Nearly three years after the Affordable Care Act passed, the law's non-existent "death panels" are still alive and well. Search Google News and you'll find more than 8,000 recent news articles, with headlines like "More evidence of "death panels" in Obamacare" and "Democrats crank up death panel talk."

The health care law does have a board that recommends ways to cut Medicare spending. It does not have any board, as former GOP vice presidential candidate  Sarah Palin suggested, that would decide whether certain Americans are "worthy of health care."

Dartmouth's Brendan Nyhan has new research that looks at why the death panels won't die. He finds that providing readers with a corrective information to dispel an Obamacare myth can actually strengthen belief in death panels.

Nyhan had 948 survey participants read an article from 2009 about Palin's statement on death panels. Some had favorable opinions of the former governor of Alaska; others did not. The respondents ran the gamut in their knowledge of current politics.

All read a story about Palin's 2009 statement, which brought death panels into the mainstream debate. Some had this correction appended to the end of the story:

Nonpartisan health care experts have concluded that Palin is wrong. The bill in the House of Representatives would require Medicare to pay for voluntary end-of-life counseling sessions, but there is no panel in any of the health care bills in Congress that judges a person’s “level of productivity in society” to determine whether they are “worthy” of health care.

### [LISTED ENTRIES]
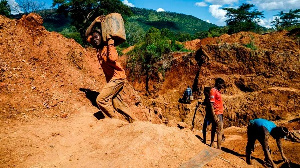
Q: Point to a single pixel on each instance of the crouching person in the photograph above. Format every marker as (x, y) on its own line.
(260, 129)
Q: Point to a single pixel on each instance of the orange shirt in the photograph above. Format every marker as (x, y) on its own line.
(108, 59)
(216, 99)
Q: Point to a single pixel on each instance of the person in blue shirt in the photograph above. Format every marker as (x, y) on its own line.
(260, 129)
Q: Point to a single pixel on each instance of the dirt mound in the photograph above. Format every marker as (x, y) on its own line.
(44, 74)
(261, 72)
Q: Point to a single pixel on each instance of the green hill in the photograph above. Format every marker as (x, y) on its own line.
(174, 21)
(176, 26)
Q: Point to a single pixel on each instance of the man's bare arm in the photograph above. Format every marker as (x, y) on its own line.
(279, 145)
(90, 28)
(212, 111)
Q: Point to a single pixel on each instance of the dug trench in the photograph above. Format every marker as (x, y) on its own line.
(48, 116)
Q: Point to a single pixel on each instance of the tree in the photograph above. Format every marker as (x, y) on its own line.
(4, 8)
(285, 20)
(27, 6)
(242, 18)
(83, 12)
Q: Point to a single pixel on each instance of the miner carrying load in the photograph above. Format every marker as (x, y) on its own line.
(104, 33)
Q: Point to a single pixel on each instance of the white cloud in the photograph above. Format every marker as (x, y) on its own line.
(283, 5)
(128, 3)
(160, 10)
(201, 4)
(222, 2)
(217, 12)
(14, 6)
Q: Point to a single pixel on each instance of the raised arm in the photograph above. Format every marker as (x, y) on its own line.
(90, 28)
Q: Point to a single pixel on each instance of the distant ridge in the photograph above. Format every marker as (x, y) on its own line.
(174, 21)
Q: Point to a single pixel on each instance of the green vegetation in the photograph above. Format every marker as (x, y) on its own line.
(4, 8)
(82, 13)
(289, 20)
(175, 22)
(150, 56)
(242, 18)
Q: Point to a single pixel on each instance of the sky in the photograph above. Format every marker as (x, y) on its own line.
(207, 10)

### [EXERCISE DIRECTIONS]
Reproduce the passage of the death panels text from "Dartmouth's Brendan Nyhan" up to and including "of current politics.", swapping "strengthen" for "reinforce". The data above are not needed for this work.

### [ANSWER TO THE EXERCISE]
Dartmouth's Brendan Nyhan has new research that looks at why the death panels won't die. He finds that providing readers with a corrective information to dispel an Obamacare myth can actually reinforce belief in death panels.

Nyhan had 948 survey participants read an article from 2009 about Palin's statement on death panels. Some had favorable opinions of the former governor of Alaska; others did not. The respondents ran the gamut in their knowledge of current politics.